> **Try it**
The entries must be set down again word for word; no pictures belong in the copy.

> **Dataset**
□ □ □
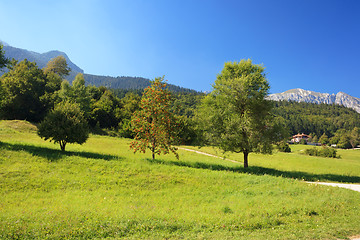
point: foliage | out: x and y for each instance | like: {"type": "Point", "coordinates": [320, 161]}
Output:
{"type": "Point", "coordinates": [323, 152]}
{"type": "Point", "coordinates": [236, 116]}
{"type": "Point", "coordinates": [283, 147]}
{"type": "Point", "coordinates": [27, 92]}
{"type": "Point", "coordinates": [3, 59]}
{"type": "Point", "coordinates": [58, 65]}
{"type": "Point", "coordinates": [324, 139]}
{"type": "Point", "coordinates": [64, 124]}
{"type": "Point", "coordinates": [354, 137]}
{"type": "Point", "coordinates": [136, 84]}
{"type": "Point", "coordinates": [154, 123]}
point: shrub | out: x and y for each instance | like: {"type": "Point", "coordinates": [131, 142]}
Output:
{"type": "Point", "coordinates": [283, 147]}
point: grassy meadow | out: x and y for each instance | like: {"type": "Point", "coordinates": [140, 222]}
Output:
{"type": "Point", "coordinates": [101, 189]}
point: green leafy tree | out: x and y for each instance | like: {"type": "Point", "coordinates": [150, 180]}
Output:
{"type": "Point", "coordinates": [236, 116]}
{"type": "Point", "coordinates": [23, 90]}
{"type": "Point", "coordinates": [354, 137]}
{"type": "Point", "coordinates": [64, 124]}
{"type": "Point", "coordinates": [154, 123]}
{"type": "Point", "coordinates": [58, 65]}
{"type": "Point", "coordinates": [3, 59]}
{"type": "Point", "coordinates": [324, 139]}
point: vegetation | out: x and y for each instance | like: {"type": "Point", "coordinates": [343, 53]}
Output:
{"type": "Point", "coordinates": [65, 124]}
{"type": "Point", "coordinates": [102, 190]}
{"type": "Point", "coordinates": [58, 66]}
{"type": "Point", "coordinates": [283, 147]}
{"type": "Point", "coordinates": [27, 92]}
{"type": "Point", "coordinates": [154, 124]}
{"type": "Point", "coordinates": [317, 119]}
{"type": "Point", "coordinates": [236, 116]}
{"type": "Point", "coordinates": [3, 59]}
{"type": "Point", "coordinates": [324, 152]}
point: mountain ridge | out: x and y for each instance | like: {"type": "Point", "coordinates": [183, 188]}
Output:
{"type": "Point", "coordinates": [120, 82]}
{"type": "Point", "coordinates": [301, 95]}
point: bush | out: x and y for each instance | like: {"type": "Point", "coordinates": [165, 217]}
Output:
{"type": "Point", "coordinates": [64, 124]}
{"type": "Point", "coordinates": [324, 152]}
{"type": "Point", "coordinates": [283, 147]}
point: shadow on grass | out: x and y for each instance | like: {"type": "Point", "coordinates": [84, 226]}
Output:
{"type": "Point", "coordinates": [262, 171]}
{"type": "Point", "coordinates": [54, 154]}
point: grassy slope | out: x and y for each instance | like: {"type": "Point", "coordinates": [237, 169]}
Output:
{"type": "Point", "coordinates": [101, 189]}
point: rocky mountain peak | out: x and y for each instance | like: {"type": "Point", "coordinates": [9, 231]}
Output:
{"type": "Point", "coordinates": [301, 95]}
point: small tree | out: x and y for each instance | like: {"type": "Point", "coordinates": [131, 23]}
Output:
{"type": "Point", "coordinates": [64, 124]}
{"type": "Point", "coordinates": [354, 136]}
{"type": "Point", "coordinates": [236, 115]}
{"type": "Point", "coordinates": [3, 59]}
{"type": "Point", "coordinates": [58, 65]}
{"type": "Point", "coordinates": [324, 139]}
{"type": "Point", "coordinates": [154, 123]}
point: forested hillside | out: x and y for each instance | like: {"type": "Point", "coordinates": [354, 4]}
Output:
{"type": "Point", "coordinates": [125, 82]}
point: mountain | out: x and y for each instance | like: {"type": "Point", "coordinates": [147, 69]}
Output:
{"type": "Point", "coordinates": [123, 82]}
{"type": "Point", "coordinates": [41, 59]}
{"type": "Point", "coordinates": [301, 95]}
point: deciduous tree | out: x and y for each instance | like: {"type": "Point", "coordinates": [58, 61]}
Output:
{"type": "Point", "coordinates": [64, 124]}
{"type": "Point", "coordinates": [235, 116]}
{"type": "Point", "coordinates": [23, 89]}
{"type": "Point", "coordinates": [58, 65]}
{"type": "Point", "coordinates": [154, 123]}
{"type": "Point", "coordinates": [3, 59]}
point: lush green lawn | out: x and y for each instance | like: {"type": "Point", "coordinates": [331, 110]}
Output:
{"type": "Point", "coordinates": [298, 165]}
{"type": "Point", "coordinates": [102, 190]}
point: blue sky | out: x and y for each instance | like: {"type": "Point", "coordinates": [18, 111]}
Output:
{"type": "Point", "coordinates": [309, 44]}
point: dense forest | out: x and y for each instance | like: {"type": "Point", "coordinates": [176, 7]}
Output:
{"type": "Point", "coordinates": [28, 92]}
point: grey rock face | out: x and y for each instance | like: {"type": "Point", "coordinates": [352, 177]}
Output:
{"type": "Point", "coordinates": [301, 95]}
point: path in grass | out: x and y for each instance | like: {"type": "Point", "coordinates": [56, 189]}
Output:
{"type": "Point", "coordinates": [354, 187]}
{"type": "Point", "coordinates": [207, 154]}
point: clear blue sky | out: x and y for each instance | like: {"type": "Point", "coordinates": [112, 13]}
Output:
{"type": "Point", "coordinates": [309, 44]}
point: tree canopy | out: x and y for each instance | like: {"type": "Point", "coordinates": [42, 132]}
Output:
{"type": "Point", "coordinates": [24, 91]}
{"type": "Point", "coordinates": [58, 65]}
{"type": "Point", "coordinates": [154, 123]}
{"type": "Point", "coordinates": [236, 116]}
{"type": "Point", "coordinates": [3, 59]}
{"type": "Point", "coordinates": [64, 124]}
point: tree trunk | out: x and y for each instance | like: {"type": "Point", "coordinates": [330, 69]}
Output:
{"type": "Point", "coordinates": [246, 154]}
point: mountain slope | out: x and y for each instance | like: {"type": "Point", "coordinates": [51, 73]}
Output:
{"type": "Point", "coordinates": [41, 59]}
{"type": "Point", "coordinates": [123, 82]}
{"type": "Point", "coordinates": [301, 95]}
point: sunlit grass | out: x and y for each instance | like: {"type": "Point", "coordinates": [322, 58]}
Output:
{"type": "Point", "coordinates": [102, 190]}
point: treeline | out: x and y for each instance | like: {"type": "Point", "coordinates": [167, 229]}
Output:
{"type": "Point", "coordinates": [314, 118]}
{"type": "Point", "coordinates": [325, 123]}
{"type": "Point", "coordinates": [123, 82]}
{"type": "Point", "coordinates": [28, 92]}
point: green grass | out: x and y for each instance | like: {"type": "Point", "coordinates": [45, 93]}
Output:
{"type": "Point", "coordinates": [299, 166]}
{"type": "Point", "coordinates": [102, 190]}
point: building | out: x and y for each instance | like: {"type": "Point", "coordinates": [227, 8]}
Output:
{"type": "Point", "coordinates": [298, 137]}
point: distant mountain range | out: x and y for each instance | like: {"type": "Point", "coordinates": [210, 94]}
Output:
{"type": "Point", "coordinates": [123, 82]}
{"type": "Point", "coordinates": [301, 95]}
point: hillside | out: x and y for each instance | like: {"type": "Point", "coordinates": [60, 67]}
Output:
{"type": "Point", "coordinates": [102, 190]}
{"type": "Point", "coordinates": [301, 95]}
{"type": "Point", "coordinates": [123, 82]}
{"type": "Point", "coordinates": [304, 117]}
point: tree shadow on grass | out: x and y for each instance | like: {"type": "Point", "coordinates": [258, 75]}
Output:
{"type": "Point", "coordinates": [262, 171]}
{"type": "Point", "coordinates": [54, 154]}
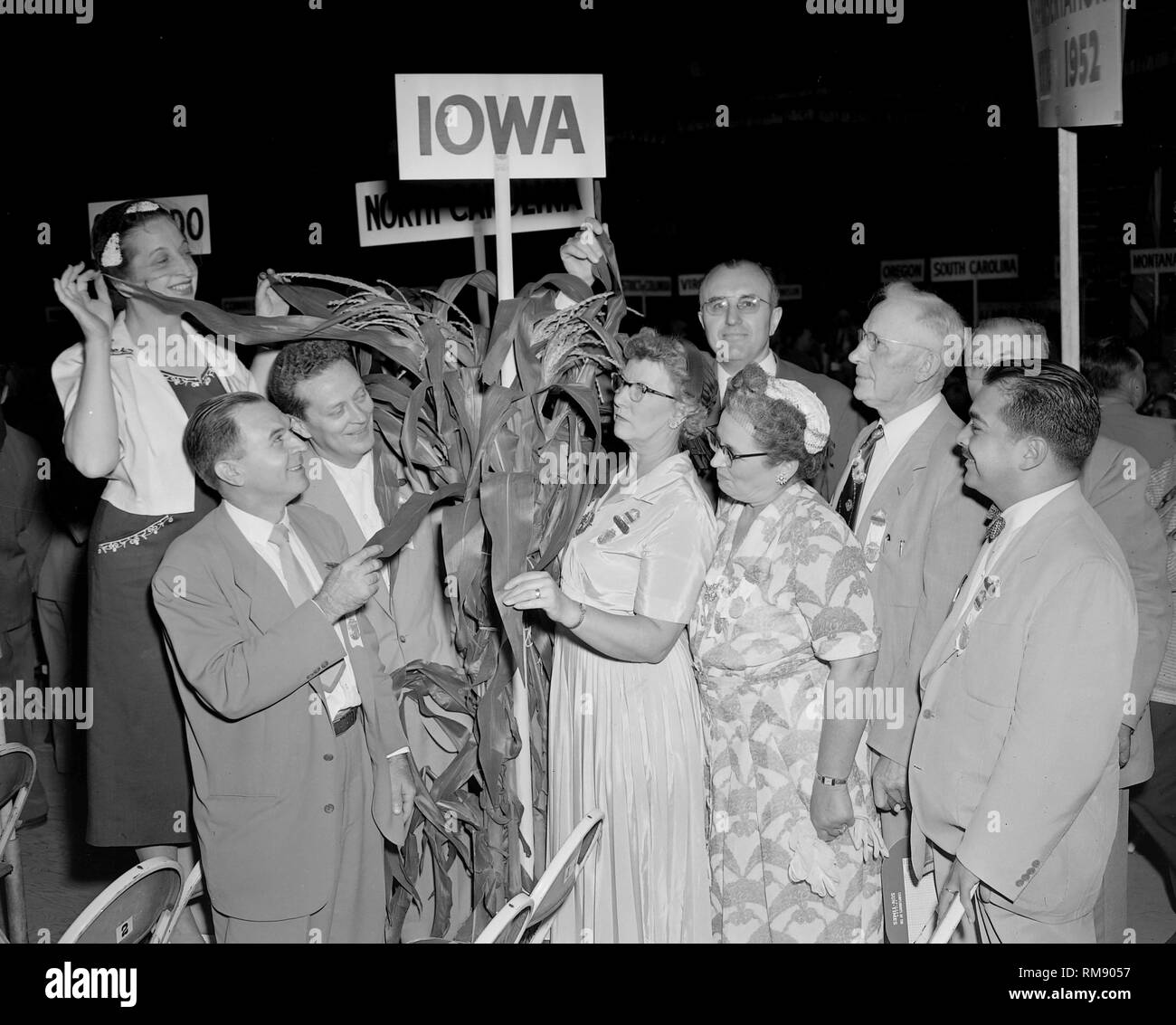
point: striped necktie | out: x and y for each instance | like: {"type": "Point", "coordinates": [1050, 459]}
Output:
□ □ □
> **Answer box**
point: foliage | out: x and y for each instance | like: {"type": "Point", "coordinates": [320, 161]}
Output:
{"type": "Point", "coordinates": [323, 152]}
{"type": "Point", "coordinates": [236, 116]}
{"type": "Point", "coordinates": [283, 147]}
{"type": "Point", "coordinates": [27, 92]}
{"type": "Point", "coordinates": [3, 59]}
{"type": "Point", "coordinates": [58, 65]}
{"type": "Point", "coordinates": [324, 139]}
{"type": "Point", "coordinates": [64, 124]}
{"type": "Point", "coordinates": [354, 137]}
{"type": "Point", "coordinates": [136, 84]}
{"type": "Point", "coordinates": [154, 123]}
point: shrub | out: x and y for each instance | like: {"type": "Point", "coordinates": [131, 142]}
Output:
{"type": "Point", "coordinates": [283, 147]}
point: grassy meadow | out: x and y for each instance | like: {"type": "Point", "coordinates": [140, 222]}
Output:
{"type": "Point", "coordinates": [101, 189]}
point: green leafy tree | out: x and y for each instance | like: {"type": "Point", "coordinates": [150, 180]}
Output:
{"type": "Point", "coordinates": [236, 116]}
{"type": "Point", "coordinates": [23, 90]}
{"type": "Point", "coordinates": [354, 137]}
{"type": "Point", "coordinates": [64, 124]}
{"type": "Point", "coordinates": [154, 123]}
{"type": "Point", "coordinates": [58, 65]}
{"type": "Point", "coordinates": [3, 59]}
{"type": "Point", "coordinates": [324, 139]}
point: vegetation | out: x and y for each instance | like: {"type": "Point", "coordinates": [343, 53]}
Output:
{"type": "Point", "coordinates": [65, 124]}
{"type": "Point", "coordinates": [102, 190]}
{"type": "Point", "coordinates": [58, 66]}
{"type": "Point", "coordinates": [283, 147]}
{"type": "Point", "coordinates": [27, 92]}
{"type": "Point", "coordinates": [154, 124]}
{"type": "Point", "coordinates": [317, 119]}
{"type": "Point", "coordinates": [236, 116]}
{"type": "Point", "coordinates": [3, 59]}
{"type": "Point", "coordinates": [324, 152]}
point: mountain ridge | out: x and y for each instance | like: {"type": "Point", "coordinates": [183, 188]}
Output:
{"type": "Point", "coordinates": [120, 82]}
{"type": "Point", "coordinates": [301, 95]}
point: bush | out: x and y for each instance | like: {"type": "Point", "coordinates": [165, 217]}
Output:
{"type": "Point", "coordinates": [64, 124]}
{"type": "Point", "coordinates": [324, 152]}
{"type": "Point", "coordinates": [283, 147]}
point: shadow on grass | out: x and y for each instance | like: {"type": "Point", "coordinates": [84, 226]}
Output:
{"type": "Point", "coordinates": [262, 171]}
{"type": "Point", "coordinates": [54, 154]}
point: grassy slope | out: x and y for each instance | like: {"type": "Point", "coordinates": [237, 169]}
Output:
{"type": "Point", "coordinates": [101, 189]}
point: rocky mountain peak | out: x and y for each instance | like: {"type": "Point", "coordinates": [9, 231]}
Output:
{"type": "Point", "coordinates": [301, 95]}
point: small tree | out: x and y for each instance | like: {"type": "Point", "coordinates": [131, 23]}
Output:
{"type": "Point", "coordinates": [64, 124]}
{"type": "Point", "coordinates": [354, 136]}
{"type": "Point", "coordinates": [236, 115]}
{"type": "Point", "coordinates": [3, 59]}
{"type": "Point", "coordinates": [58, 65]}
{"type": "Point", "coordinates": [324, 139]}
{"type": "Point", "coordinates": [154, 123]}
point: forested hillside | out: x and y for each instance | like: {"type": "Point", "coordinates": [354, 4]}
Output:
{"type": "Point", "coordinates": [125, 82]}
point: mountain | out: x and y for each instance | like: {"type": "Point", "coordinates": [147, 69]}
Output:
{"type": "Point", "coordinates": [123, 82]}
{"type": "Point", "coordinates": [41, 59]}
{"type": "Point", "coordinates": [301, 95]}
point: deciduous tree | out: x and y for each instance | like: {"type": "Point", "coordinates": [58, 61]}
Output:
{"type": "Point", "coordinates": [64, 124]}
{"type": "Point", "coordinates": [235, 116]}
{"type": "Point", "coordinates": [23, 89]}
{"type": "Point", "coordinates": [58, 65]}
{"type": "Point", "coordinates": [154, 123]}
{"type": "Point", "coordinates": [3, 59]}
point: lush green lawn | out: x and y for each instance | like: {"type": "Point", "coordinates": [331, 110]}
Output:
{"type": "Point", "coordinates": [298, 165]}
{"type": "Point", "coordinates": [102, 190]}
point: blue sky | out: x and y for each instance | like: {"type": "Point", "coordinates": [18, 111]}
Output:
{"type": "Point", "coordinates": [309, 44]}
point: dense forest | out: x and y for each instance | like: {"type": "Point", "coordinates": [176, 7]}
Output:
{"type": "Point", "coordinates": [28, 92]}
point: grey rock face | out: x and y for each instance | like: {"type": "Point", "coordinates": [352, 177]}
Output:
{"type": "Point", "coordinates": [301, 95]}
point: path in grass | out: x and y for each instance | like: {"type": "Point", "coordinates": [56, 189]}
Output:
{"type": "Point", "coordinates": [354, 187]}
{"type": "Point", "coordinates": [207, 154]}
point: clear blue sky | out: x and y for each instance | like: {"type": "Point", "coordinates": [112, 13]}
Output:
{"type": "Point", "coordinates": [309, 44]}
point: tree canopy | out: x and y for each instance | like: {"type": "Point", "coordinates": [42, 132]}
Output:
{"type": "Point", "coordinates": [24, 91]}
{"type": "Point", "coordinates": [58, 65]}
{"type": "Point", "coordinates": [154, 123]}
{"type": "Point", "coordinates": [236, 116]}
{"type": "Point", "coordinates": [3, 59]}
{"type": "Point", "coordinates": [64, 124]}
point: tree trunk | out: x and y for each instance | like: {"type": "Point", "coordinates": [330, 69]}
Output:
{"type": "Point", "coordinates": [246, 154]}
point: mountain slope | out: x and y for each instance | like: {"type": "Point", "coordinates": [51, 73]}
Output:
{"type": "Point", "coordinates": [41, 59]}
{"type": "Point", "coordinates": [123, 82]}
{"type": "Point", "coordinates": [301, 95]}
point: sunlit grass | out: x and y for each instance | like: {"type": "Point", "coordinates": [322, 58]}
Output:
{"type": "Point", "coordinates": [102, 190]}
point: treeline | out: x and y for each instance | like: {"type": "Point", "coordinates": [167, 229]}
Output:
{"type": "Point", "coordinates": [314, 118]}
{"type": "Point", "coordinates": [325, 123]}
{"type": "Point", "coordinates": [123, 82]}
{"type": "Point", "coordinates": [28, 92]}
point: green grass | out: x and y for each instance | like: {"type": "Point", "coordinates": [45, 93]}
Output:
{"type": "Point", "coordinates": [299, 166]}
{"type": "Point", "coordinates": [102, 190]}
point: building | out: x and y for each instance | like: {"type": "Point", "coordinates": [227, 8]}
Output:
{"type": "Point", "coordinates": [298, 137]}
point: distant mountain range | out: x and y for each instance | like: {"type": "Point", "coordinates": [210, 94]}
Output:
{"type": "Point", "coordinates": [123, 82]}
{"type": "Point", "coordinates": [301, 95]}
point: hillside | out: x and y for each instance | like: {"type": "Point", "coordinates": [60, 67]}
Output:
{"type": "Point", "coordinates": [102, 190]}
{"type": "Point", "coordinates": [301, 95]}
{"type": "Point", "coordinates": [123, 82]}
{"type": "Point", "coordinates": [304, 117]}
point: tree shadow on grass | out: x and y for each instance | like: {"type": "Point", "coordinates": [258, 75]}
Output:
{"type": "Point", "coordinates": [262, 171]}
{"type": "Point", "coordinates": [54, 154]}
point: striped necktie | out: x and y for each instance | like: {"type": "Point", "coordinates": [1050, 459]}
Output:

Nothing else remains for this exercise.